- ENTRIES PROVIDED:
==*==
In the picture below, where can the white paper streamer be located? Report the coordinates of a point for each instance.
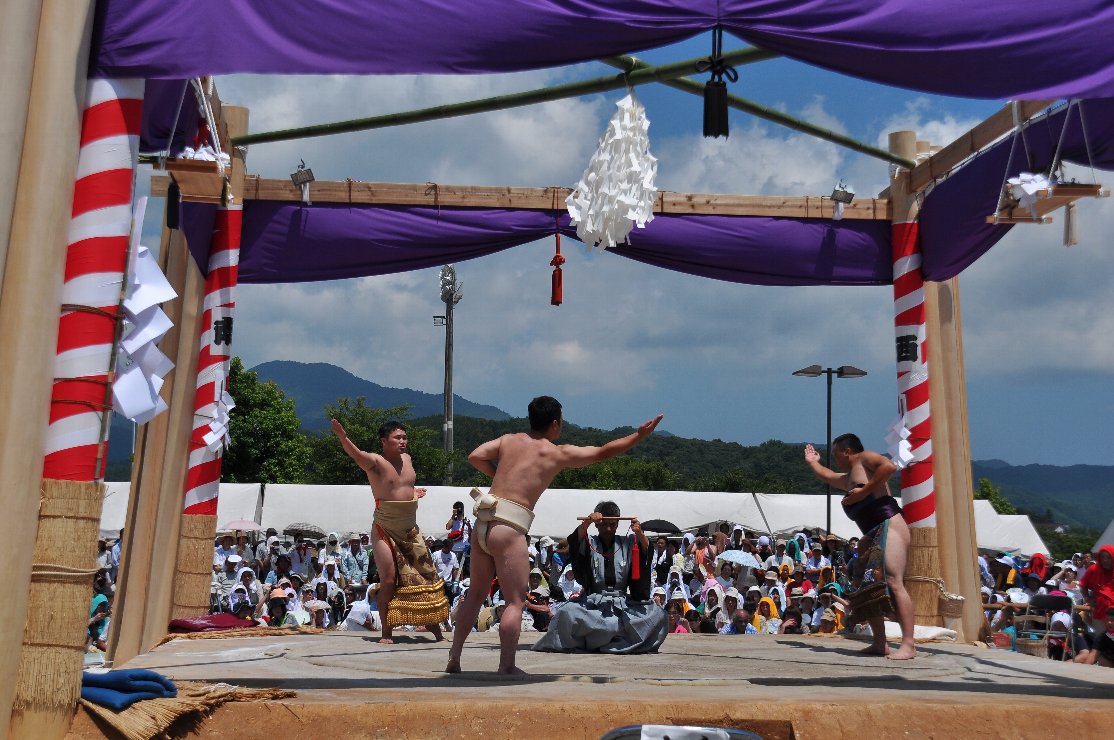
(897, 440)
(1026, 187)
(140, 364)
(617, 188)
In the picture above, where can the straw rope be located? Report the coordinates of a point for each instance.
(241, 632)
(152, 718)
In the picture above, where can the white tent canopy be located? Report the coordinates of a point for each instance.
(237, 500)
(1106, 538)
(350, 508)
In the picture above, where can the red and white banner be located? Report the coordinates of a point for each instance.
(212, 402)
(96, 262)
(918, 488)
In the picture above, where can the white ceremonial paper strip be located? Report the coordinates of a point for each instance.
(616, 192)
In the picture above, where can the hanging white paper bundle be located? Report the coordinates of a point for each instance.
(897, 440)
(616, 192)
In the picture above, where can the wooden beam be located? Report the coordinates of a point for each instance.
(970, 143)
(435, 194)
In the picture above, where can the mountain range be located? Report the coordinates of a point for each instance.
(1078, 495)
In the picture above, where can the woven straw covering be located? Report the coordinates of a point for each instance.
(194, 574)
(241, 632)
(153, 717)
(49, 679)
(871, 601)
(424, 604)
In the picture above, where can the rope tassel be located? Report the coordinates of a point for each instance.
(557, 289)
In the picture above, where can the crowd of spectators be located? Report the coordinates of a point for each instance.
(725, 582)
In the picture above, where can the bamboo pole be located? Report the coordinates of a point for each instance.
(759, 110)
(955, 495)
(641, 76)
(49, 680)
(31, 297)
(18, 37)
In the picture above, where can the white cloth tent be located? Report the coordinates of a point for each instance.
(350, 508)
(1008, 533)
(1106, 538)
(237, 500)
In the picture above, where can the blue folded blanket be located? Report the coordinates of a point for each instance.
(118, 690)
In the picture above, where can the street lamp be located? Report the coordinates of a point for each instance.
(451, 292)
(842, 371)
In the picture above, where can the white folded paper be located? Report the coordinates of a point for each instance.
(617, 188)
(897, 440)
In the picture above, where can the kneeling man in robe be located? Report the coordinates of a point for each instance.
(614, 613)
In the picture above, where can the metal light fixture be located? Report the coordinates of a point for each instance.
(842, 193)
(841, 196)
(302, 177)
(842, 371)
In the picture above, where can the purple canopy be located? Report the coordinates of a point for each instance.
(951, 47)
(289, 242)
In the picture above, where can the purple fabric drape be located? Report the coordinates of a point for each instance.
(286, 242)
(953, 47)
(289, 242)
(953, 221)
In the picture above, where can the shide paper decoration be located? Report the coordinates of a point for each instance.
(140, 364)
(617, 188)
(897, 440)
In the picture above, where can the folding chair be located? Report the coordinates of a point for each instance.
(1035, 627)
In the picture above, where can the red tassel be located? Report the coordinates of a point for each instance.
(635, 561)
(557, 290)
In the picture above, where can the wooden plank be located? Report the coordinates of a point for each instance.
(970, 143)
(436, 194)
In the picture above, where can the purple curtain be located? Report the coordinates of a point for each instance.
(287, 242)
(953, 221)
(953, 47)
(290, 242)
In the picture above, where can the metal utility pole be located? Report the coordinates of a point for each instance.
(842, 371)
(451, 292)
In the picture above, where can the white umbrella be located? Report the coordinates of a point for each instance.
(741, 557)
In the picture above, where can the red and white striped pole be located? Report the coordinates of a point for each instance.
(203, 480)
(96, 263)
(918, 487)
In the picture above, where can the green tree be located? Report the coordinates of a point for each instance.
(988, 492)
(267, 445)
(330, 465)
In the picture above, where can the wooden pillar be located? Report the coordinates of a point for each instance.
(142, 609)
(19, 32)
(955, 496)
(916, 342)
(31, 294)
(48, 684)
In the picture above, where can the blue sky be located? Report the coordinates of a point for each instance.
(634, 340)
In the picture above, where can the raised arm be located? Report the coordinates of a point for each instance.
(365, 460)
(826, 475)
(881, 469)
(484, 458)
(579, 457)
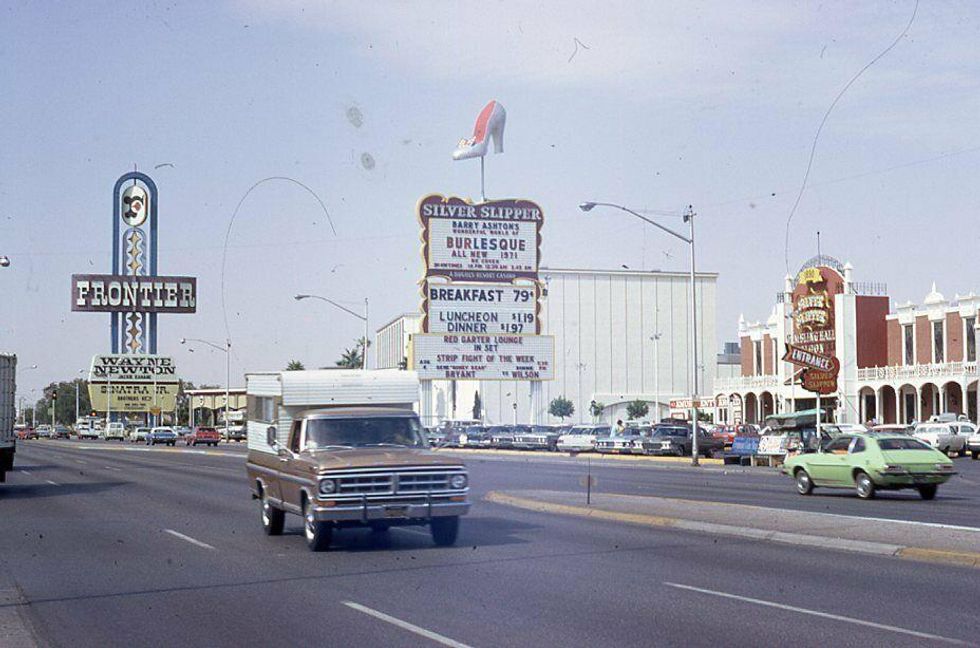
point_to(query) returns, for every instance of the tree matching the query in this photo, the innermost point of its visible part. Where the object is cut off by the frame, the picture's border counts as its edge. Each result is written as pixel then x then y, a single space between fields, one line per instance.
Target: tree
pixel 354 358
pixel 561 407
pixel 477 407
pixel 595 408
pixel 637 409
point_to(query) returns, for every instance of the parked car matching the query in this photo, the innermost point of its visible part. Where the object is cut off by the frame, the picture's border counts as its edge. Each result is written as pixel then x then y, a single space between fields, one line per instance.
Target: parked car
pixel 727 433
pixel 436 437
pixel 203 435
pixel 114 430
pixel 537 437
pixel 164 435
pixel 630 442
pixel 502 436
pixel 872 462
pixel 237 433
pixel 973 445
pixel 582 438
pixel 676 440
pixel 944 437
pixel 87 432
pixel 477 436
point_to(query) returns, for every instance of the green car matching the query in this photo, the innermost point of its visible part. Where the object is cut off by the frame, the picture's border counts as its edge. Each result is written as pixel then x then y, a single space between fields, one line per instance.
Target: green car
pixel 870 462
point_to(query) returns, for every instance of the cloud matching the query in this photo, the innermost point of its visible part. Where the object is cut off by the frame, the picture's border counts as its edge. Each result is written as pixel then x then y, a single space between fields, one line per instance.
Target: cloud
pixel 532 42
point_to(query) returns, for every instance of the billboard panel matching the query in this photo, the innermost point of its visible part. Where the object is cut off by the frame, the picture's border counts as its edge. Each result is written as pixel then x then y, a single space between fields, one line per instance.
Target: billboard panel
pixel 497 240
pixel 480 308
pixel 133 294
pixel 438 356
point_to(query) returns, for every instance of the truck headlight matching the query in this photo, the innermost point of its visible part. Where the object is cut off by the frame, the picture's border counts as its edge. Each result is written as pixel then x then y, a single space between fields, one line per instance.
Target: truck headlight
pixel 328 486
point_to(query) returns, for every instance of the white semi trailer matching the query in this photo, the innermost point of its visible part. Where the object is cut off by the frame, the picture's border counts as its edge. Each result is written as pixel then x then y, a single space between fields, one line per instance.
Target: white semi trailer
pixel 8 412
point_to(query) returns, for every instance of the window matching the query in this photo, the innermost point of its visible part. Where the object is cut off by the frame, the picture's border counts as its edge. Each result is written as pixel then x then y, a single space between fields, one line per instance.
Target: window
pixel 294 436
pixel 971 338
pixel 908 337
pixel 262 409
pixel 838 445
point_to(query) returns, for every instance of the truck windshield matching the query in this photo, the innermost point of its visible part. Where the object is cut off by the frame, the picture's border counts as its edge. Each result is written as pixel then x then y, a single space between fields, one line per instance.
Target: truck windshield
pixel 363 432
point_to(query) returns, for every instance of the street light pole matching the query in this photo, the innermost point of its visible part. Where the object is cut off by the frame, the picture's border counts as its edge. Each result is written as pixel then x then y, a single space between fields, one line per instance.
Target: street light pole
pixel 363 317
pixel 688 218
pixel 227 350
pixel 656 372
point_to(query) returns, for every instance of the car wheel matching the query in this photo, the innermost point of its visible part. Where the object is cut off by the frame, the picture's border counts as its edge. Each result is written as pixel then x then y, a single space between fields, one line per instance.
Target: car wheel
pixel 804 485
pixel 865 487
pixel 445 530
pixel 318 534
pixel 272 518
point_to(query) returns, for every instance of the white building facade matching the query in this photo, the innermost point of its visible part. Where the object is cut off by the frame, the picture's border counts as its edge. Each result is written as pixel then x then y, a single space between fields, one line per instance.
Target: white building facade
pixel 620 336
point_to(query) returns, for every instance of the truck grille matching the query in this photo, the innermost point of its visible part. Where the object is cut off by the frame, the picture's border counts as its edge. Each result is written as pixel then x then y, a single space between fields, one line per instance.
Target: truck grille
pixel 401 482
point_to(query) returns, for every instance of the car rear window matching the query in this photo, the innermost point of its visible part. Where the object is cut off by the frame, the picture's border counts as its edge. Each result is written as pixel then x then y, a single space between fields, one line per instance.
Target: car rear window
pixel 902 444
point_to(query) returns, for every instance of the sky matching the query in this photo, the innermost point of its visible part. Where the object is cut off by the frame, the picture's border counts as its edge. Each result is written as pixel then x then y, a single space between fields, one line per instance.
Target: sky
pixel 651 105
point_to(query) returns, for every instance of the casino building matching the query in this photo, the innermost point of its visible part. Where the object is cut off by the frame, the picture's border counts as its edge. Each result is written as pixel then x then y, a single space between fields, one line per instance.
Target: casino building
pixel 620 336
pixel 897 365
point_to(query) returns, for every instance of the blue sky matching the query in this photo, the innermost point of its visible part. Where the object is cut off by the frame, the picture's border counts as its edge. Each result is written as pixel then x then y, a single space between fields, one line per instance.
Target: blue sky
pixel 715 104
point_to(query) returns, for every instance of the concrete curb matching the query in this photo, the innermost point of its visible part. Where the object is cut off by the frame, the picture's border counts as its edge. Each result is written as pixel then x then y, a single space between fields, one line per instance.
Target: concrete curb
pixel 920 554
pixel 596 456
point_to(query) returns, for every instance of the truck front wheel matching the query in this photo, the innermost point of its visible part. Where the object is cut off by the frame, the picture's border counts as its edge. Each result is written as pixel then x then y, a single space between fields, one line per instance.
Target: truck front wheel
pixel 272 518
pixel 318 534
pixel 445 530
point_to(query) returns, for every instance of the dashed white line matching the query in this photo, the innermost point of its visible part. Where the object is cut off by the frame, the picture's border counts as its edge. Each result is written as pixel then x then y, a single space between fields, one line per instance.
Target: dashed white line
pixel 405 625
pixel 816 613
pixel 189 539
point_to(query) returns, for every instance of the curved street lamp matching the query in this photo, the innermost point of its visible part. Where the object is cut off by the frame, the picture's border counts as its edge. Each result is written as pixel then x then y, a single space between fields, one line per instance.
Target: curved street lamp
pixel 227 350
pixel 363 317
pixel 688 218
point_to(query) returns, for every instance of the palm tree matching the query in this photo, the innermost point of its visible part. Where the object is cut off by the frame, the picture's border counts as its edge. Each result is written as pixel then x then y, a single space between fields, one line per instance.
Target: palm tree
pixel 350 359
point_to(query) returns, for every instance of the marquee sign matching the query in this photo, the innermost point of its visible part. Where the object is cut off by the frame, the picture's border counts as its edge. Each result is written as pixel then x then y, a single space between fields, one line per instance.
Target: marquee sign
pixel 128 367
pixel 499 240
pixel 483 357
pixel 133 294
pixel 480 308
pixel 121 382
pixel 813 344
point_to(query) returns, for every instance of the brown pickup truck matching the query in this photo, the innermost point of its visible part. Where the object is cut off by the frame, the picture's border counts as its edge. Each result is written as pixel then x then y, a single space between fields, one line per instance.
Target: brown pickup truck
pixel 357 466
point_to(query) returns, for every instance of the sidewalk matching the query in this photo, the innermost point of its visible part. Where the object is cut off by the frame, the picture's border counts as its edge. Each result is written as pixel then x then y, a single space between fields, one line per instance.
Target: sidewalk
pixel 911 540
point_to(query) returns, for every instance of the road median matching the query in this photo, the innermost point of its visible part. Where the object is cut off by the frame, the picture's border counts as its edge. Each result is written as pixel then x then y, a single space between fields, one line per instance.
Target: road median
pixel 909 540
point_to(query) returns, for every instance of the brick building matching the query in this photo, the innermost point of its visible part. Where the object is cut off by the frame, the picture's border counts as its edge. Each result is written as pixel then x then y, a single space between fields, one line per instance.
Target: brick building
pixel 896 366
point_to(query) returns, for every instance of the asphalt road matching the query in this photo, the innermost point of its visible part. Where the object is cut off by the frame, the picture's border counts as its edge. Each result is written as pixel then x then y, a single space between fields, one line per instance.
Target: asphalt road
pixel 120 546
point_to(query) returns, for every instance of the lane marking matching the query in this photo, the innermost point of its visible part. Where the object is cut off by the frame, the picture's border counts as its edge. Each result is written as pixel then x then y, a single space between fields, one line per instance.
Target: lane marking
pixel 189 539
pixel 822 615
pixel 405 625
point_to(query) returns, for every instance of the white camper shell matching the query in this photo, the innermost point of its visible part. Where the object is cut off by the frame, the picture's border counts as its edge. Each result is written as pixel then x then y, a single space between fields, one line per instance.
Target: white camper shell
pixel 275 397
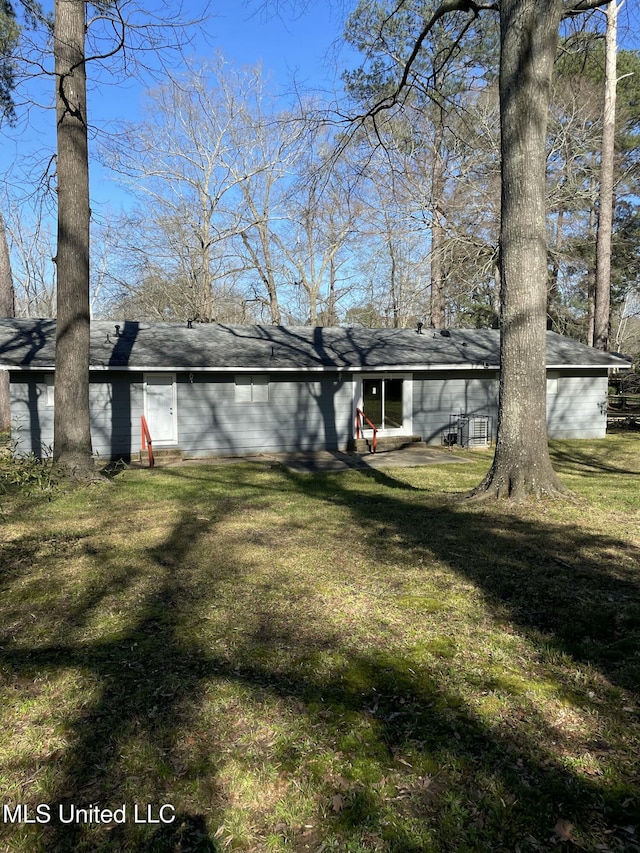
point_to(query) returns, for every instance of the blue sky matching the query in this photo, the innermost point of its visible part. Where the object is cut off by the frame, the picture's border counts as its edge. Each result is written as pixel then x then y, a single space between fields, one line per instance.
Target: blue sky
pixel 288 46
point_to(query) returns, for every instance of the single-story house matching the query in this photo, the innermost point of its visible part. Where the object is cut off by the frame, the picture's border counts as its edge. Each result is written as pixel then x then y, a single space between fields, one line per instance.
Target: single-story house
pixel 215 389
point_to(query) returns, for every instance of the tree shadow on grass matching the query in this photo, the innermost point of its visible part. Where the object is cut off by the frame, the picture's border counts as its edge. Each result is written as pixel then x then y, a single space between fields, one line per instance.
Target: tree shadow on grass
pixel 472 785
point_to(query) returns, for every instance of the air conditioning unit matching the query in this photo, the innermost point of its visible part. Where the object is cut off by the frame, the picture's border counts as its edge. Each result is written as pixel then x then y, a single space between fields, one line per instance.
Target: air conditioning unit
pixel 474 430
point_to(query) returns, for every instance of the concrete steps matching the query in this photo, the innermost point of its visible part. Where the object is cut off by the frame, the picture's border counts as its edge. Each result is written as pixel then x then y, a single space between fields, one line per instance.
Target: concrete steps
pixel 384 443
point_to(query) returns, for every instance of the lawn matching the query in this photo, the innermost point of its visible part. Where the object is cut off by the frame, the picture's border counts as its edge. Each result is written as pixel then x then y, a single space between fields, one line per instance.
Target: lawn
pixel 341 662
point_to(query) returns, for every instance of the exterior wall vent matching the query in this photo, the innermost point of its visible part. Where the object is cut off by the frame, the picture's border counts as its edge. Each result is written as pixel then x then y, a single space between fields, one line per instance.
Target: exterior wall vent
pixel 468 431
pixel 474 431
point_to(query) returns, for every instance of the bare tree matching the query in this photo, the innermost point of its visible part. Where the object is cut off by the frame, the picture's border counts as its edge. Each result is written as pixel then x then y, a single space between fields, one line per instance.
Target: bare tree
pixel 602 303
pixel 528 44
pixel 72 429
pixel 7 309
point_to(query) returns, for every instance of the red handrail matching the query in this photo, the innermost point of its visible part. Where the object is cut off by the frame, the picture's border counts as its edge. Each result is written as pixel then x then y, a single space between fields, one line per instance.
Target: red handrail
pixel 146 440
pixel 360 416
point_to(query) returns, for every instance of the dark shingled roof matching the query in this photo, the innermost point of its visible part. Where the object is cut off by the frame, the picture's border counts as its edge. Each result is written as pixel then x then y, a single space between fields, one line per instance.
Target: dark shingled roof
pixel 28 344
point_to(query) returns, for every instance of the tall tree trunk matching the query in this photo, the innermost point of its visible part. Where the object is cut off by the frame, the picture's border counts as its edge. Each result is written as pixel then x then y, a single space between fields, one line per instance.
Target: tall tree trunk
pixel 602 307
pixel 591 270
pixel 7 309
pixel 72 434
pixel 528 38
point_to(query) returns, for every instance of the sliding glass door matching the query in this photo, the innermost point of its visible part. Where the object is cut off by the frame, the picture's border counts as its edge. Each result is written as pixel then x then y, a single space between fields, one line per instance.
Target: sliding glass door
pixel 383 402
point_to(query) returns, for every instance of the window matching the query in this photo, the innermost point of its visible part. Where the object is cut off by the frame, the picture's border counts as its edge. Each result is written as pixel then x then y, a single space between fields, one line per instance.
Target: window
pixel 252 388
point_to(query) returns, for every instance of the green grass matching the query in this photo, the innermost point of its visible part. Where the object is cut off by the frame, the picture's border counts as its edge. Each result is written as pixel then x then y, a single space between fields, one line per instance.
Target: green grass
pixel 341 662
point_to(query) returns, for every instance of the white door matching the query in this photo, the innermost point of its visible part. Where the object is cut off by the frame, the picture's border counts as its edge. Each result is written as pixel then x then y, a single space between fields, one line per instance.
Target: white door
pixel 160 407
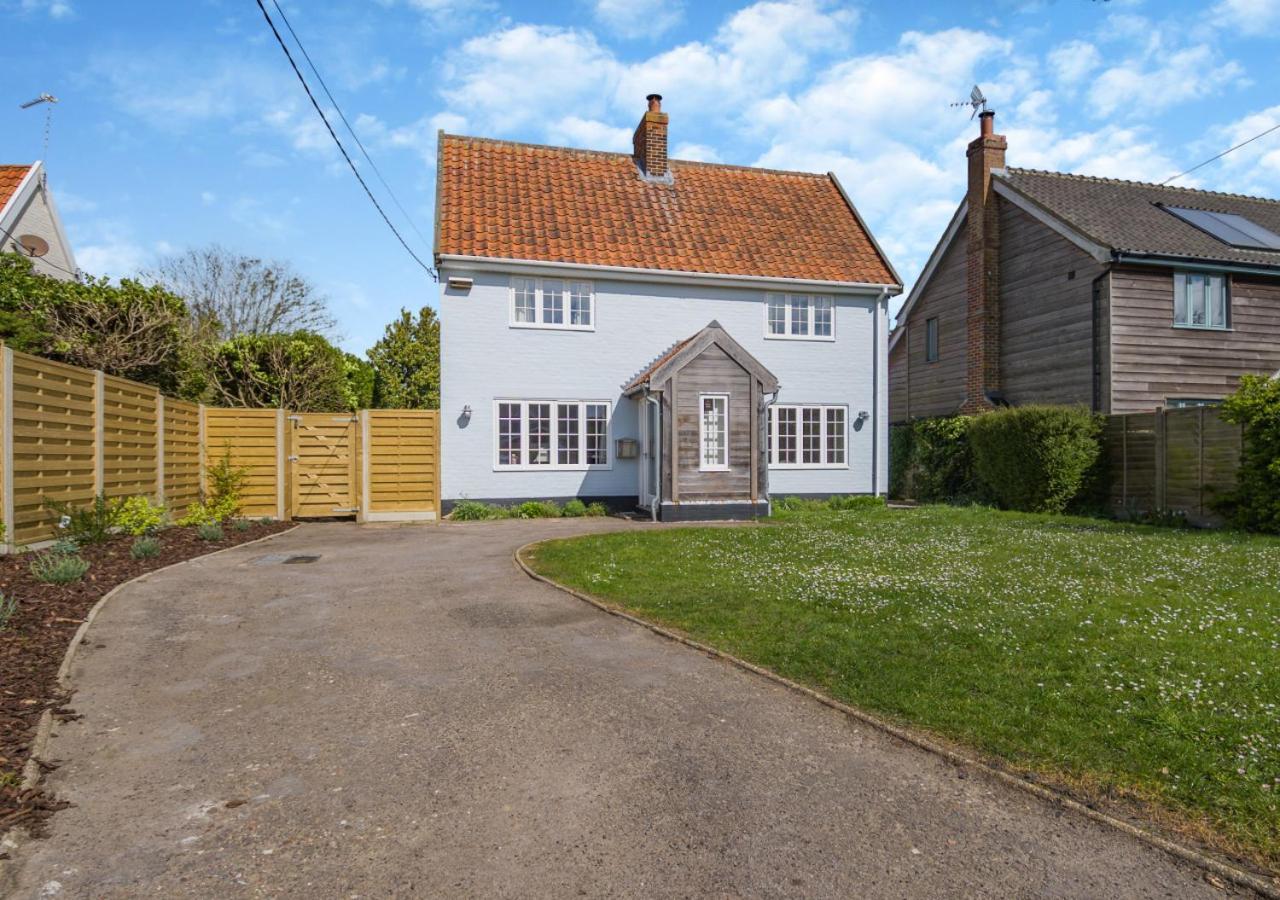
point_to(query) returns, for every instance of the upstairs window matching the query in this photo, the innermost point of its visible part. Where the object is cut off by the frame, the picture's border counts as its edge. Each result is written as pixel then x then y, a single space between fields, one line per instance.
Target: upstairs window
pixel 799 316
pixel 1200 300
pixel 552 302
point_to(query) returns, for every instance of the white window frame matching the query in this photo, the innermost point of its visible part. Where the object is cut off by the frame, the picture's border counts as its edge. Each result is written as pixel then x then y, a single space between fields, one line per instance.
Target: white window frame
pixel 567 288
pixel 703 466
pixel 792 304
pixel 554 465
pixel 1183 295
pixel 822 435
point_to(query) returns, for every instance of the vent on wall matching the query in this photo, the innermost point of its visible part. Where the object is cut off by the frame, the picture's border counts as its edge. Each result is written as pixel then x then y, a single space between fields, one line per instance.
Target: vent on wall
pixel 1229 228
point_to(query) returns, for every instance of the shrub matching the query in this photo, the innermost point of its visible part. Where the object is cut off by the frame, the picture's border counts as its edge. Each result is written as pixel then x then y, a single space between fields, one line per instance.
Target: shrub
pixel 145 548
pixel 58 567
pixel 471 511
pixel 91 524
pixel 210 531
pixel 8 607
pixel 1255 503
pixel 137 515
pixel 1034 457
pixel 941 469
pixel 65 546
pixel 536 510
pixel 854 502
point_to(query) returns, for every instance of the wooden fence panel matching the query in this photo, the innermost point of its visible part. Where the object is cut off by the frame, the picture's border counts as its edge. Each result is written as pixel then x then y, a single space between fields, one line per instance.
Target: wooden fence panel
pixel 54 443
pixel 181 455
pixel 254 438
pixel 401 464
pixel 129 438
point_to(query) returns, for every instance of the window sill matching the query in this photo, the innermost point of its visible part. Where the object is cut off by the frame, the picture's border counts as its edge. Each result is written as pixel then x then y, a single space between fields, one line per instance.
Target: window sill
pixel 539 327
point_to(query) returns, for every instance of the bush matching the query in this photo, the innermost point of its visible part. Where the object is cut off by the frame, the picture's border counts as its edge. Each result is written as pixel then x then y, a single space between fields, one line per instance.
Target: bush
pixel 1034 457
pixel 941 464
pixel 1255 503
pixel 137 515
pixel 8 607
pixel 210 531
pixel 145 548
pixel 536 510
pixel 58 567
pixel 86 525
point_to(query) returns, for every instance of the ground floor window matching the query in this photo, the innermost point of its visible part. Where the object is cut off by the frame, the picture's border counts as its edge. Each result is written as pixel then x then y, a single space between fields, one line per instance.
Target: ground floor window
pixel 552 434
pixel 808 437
==*==
- WHAT TO DO:
Copy out the line holding "Target: wooden fence panel". Then copy every later line of the data, unchanged, through the last one.

- OUTPUT BELOW:
Target: wooden fence panel
pixel 54 443
pixel 181 455
pixel 254 438
pixel 401 464
pixel 129 438
point_to(query) returns, for every instance of the window sill matching the query in this photo, the innermost point of its visible part. Where the object is cut off by the frame, the picture's border counts as its edge. Each result is written as pixel then x then y, a single space between fields, one line per instance.
Target: window sill
pixel 539 327
point_to(query) returns, for every instance of the bush matching the query in this photo, the innermost point of its visible part. Where the object is cut off by the frame, the picture's border counts as its edge. Each result is written as pixel then x then y, a single space between fields, one line per instance.
Target: bush
pixel 1034 457
pixel 941 464
pixel 1255 503
pixel 137 515
pixel 8 607
pixel 210 531
pixel 145 548
pixel 536 510
pixel 58 567
pixel 86 525
point_to(query) returns, for every instance of the ground floor window matching the query in this photo, the innermost point of its visible part. Where the object is cut off by the frame, the picture's border counts as its edge. Each result is written as pixel then x then y, a single space between fields, one line per instance.
Target: ground floor window
pixel 552 434
pixel 808 437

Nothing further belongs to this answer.